### What you should do
Reproduce all of the records word for word, omitting the pictures.
****************************************
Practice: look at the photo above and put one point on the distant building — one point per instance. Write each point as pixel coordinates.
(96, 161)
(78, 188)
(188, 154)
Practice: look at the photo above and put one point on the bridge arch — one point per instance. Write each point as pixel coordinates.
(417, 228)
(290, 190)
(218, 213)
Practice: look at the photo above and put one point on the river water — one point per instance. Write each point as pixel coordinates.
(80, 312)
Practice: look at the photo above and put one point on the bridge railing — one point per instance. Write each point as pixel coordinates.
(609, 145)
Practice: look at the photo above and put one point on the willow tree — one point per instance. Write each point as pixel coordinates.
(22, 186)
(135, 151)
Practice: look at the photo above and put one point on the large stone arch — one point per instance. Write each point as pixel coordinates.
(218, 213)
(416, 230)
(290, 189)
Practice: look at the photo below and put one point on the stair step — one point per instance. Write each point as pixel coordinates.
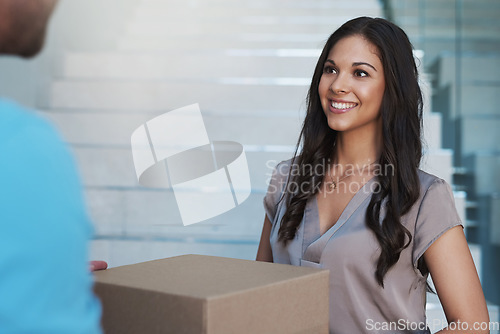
(115, 129)
(200, 65)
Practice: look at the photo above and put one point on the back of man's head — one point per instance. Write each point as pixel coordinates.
(23, 25)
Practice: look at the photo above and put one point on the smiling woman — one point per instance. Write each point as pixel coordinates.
(377, 222)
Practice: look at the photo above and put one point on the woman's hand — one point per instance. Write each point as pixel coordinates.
(98, 265)
(457, 284)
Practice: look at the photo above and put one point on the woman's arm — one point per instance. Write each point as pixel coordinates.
(264, 253)
(457, 284)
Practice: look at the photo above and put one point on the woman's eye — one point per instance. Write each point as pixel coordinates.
(360, 73)
(329, 69)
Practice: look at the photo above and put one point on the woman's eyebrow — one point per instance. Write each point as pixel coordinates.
(363, 63)
(353, 64)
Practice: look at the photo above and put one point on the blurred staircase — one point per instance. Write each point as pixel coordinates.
(461, 41)
(248, 65)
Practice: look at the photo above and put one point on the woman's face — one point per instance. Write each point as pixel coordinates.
(352, 85)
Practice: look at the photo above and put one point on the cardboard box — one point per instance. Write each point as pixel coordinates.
(199, 294)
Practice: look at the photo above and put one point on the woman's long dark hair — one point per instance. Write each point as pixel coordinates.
(401, 113)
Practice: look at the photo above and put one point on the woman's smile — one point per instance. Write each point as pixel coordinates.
(340, 106)
(352, 86)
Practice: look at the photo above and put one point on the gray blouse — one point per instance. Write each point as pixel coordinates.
(350, 250)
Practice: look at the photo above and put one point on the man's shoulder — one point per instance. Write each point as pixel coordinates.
(20, 125)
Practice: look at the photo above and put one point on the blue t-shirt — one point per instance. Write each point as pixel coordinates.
(45, 284)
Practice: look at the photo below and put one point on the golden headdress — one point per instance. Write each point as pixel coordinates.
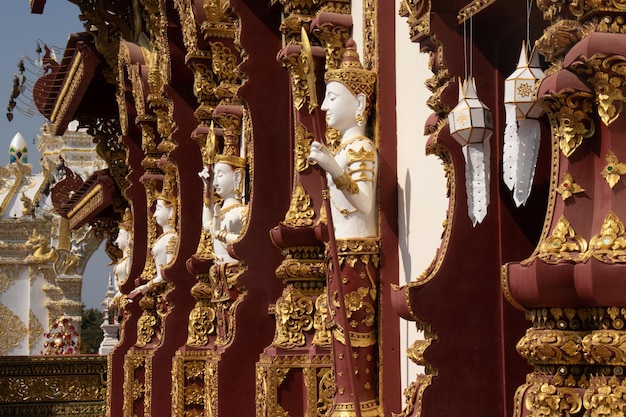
(229, 117)
(127, 220)
(169, 189)
(352, 74)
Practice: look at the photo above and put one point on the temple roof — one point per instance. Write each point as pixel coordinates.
(75, 87)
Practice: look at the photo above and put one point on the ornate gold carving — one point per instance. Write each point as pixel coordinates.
(300, 212)
(416, 351)
(297, 68)
(609, 245)
(473, 8)
(370, 34)
(226, 295)
(202, 317)
(316, 374)
(551, 8)
(201, 325)
(115, 21)
(353, 250)
(334, 38)
(547, 346)
(137, 382)
(323, 336)
(568, 187)
(606, 74)
(195, 384)
(608, 95)
(560, 37)
(294, 317)
(188, 24)
(564, 245)
(303, 139)
(613, 170)
(148, 322)
(579, 8)
(40, 385)
(35, 330)
(305, 263)
(604, 398)
(413, 395)
(418, 14)
(570, 117)
(13, 330)
(9, 273)
(547, 400)
(605, 346)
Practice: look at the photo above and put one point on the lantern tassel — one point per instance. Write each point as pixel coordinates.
(477, 178)
(530, 139)
(511, 146)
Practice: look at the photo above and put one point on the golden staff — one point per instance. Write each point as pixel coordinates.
(309, 67)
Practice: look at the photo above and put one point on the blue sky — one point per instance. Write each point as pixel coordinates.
(19, 31)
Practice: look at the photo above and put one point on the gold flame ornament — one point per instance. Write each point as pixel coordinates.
(471, 125)
(522, 134)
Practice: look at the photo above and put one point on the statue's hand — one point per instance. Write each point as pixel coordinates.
****************************************
### Written answer
Practice: look at the photo above and put one point on the distant building — one point per instance. Write each point as pixel coordinates.
(96, 161)
(78, 188)
(188, 154)
Practice: look at the photo above and put one point on the bridge arch — one point per instance. Write each point as pixel coordinates.
(417, 228)
(290, 190)
(218, 213)
Practice: look at the photo above and put one point on the river water — one point per instance. Write each point as pixel coordinates.
(80, 312)
Practice: look at the photo above and put one point on the bridge railing — one point per instance. Write each point as pixel coordinates.
(609, 145)
Practice: look at the photo above and put one point on the willow tree — one point per instance. Write each point as pixel coordinates.
(22, 186)
(135, 151)
Practice: look at the photo above and put one point on the large stone arch — one point per instance. Write each point as pixel coordinates.
(218, 213)
(416, 230)
(290, 189)
Practice: look at the photo below and put one point on the stair step — one point per instance. Write each point as pixel coordinates.
(115, 129)
(200, 65)
Practice: look at the photo above and put one point on the back of man's head — one point per instance. Write each point as pixel coordinates.
(23, 25)
Practice: look at the photo above and put one point on the smiling woman — one point per instance. Write each point as pixel coordinates.
(377, 222)
Practice: look at the photo above and put one point on the woman's hand — one point per instance. Write each point as pixel coordinates.
(98, 265)
(457, 284)
Practice: look at the photo above and put one point on the woman's arm — one point per instance. Write each point as pixel coordinates.
(264, 253)
(457, 284)
Practice: look at the photo above and put one point on the woman's eye — one point per instance. Write each point as pixel coordinates.
(360, 73)
(329, 69)
Practice: look at the photo above and put one point on the woman's eyebrow — one point per instance. Write each point as pixel coordinates.
(363, 63)
(353, 64)
Practice: look at the photo above and put one point on the blurred staircase — one point per instance. Write each point as pixel coordinates.
(461, 41)
(248, 65)
Practice: look at the photo above and put one point on the woman's face — one point per instance. Write each point as pixel coordinates.
(352, 85)
Practice: look at the photo above and put one point on the cardboard box — one point per instance. Write each point as pixel coordinates.
(199, 294)
Practice: look at the photo above and put one point on the woman's long dark hair — one point per instance. Write each point as pixel coordinates.
(401, 113)
Practice: look at the photo above and put one point on the woman's smile — one point per instance. Write each point as pixel coordinates.
(340, 106)
(352, 86)
Practice: look at the photo above and put one point on the gray blouse — one point per instance. Write each point as pixel coordinates.
(350, 250)
Practice: look at the photo above and put one point on the man's shoulder — one point per instance. Write each point as pixel coordinates.
(20, 125)
Practice: look at the photo above and put one point on the blue t-shirt — one point per instance. Write each point as pixel coordinates.
(45, 284)
Practice: look at the photo below and put one point on the golden headdress — one point per instance. Write each point as pixel coordinates.
(229, 117)
(127, 220)
(169, 189)
(352, 74)
Practice: look at the photo above and put one point on the temple roof — one point per instance. Write each point as pixel coordinates.
(75, 87)
Practice: look at the photo above and put one point on the ornate gold carving — one point per instance. Write each point as pixel coordinates.
(300, 212)
(416, 351)
(297, 68)
(609, 245)
(473, 8)
(370, 34)
(226, 295)
(202, 317)
(316, 374)
(551, 8)
(201, 325)
(115, 21)
(353, 250)
(334, 38)
(547, 346)
(137, 382)
(323, 336)
(568, 187)
(606, 74)
(195, 384)
(608, 95)
(560, 37)
(294, 317)
(188, 24)
(564, 245)
(303, 139)
(613, 170)
(148, 322)
(579, 8)
(40, 385)
(35, 330)
(305, 263)
(604, 398)
(413, 395)
(418, 14)
(570, 117)
(13, 330)
(9, 273)
(547, 400)
(605, 346)
Practice: look at the photo above and put one point on the lantern tassel — one point per instance. Write each point as pixel coordinates.
(477, 178)
(530, 139)
(511, 146)
Practice: look at the photo above and put one point on the golden staff — one point per instance. Write each point as pixel coordinates.
(309, 67)
Practice: look at the photo above and put one point on the blue sky — one point per instance. Write each point as pixel coordinates.
(19, 31)
Practice: look at the photo above and put one point on the gold flame ornament — one point per instance. Write each point as pixel coordinates.
(471, 125)
(522, 134)
Practice: look at the photo above and put one point on the statue's hand — one point per instance. Write each point as pixel coordinates.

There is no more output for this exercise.